Data records =>
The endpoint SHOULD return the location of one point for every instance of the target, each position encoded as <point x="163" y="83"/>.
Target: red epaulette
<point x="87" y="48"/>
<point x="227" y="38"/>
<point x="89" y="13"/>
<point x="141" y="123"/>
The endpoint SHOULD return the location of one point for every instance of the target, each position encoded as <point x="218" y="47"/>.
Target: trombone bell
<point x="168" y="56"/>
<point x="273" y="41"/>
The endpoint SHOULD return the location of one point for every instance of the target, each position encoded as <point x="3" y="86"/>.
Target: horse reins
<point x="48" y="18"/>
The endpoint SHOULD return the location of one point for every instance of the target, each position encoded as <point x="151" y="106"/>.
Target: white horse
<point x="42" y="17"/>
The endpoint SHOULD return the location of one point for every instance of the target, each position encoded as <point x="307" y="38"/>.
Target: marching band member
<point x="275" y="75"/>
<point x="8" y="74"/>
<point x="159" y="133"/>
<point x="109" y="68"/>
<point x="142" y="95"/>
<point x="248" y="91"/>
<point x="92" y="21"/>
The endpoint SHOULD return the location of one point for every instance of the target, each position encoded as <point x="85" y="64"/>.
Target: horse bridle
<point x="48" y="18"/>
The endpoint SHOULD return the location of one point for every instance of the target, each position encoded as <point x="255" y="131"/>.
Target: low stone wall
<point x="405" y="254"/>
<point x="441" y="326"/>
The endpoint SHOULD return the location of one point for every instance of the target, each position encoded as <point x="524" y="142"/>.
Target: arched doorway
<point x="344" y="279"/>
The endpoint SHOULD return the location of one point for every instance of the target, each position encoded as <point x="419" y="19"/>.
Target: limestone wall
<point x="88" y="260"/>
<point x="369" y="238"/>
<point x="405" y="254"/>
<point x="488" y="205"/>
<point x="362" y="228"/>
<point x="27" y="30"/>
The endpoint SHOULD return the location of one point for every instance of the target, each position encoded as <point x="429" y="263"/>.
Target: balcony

What to produce => For this exercise, the answer is the lines from the one containing "Target: horse bridle" through the end of the listing above, reproduced exactly.

Exercise solution =>
Target: horse bridle
<point x="48" y="18"/>
The endpoint SHOULD return the location of one point for every instance of the target, each position encoded as <point x="255" y="131"/>.
Target: low stone wall
<point x="405" y="254"/>
<point x="441" y="326"/>
The endpoint SHOULD return the location of one point for every instance of the target, each position encoded as <point x="524" y="142"/>.
Target: arched doorway
<point x="344" y="279"/>
The endpoint SHOULD return the location of one point for every instance of the target, each position encoded as <point x="419" y="19"/>.
Target: limestone wall
<point x="88" y="260"/>
<point x="369" y="238"/>
<point x="405" y="254"/>
<point x="488" y="205"/>
<point x="362" y="228"/>
<point x="27" y="30"/>
The endpoint SHOULD return the location of one point for every instance of the target, each position encoded as <point x="429" y="263"/>.
Target: balcony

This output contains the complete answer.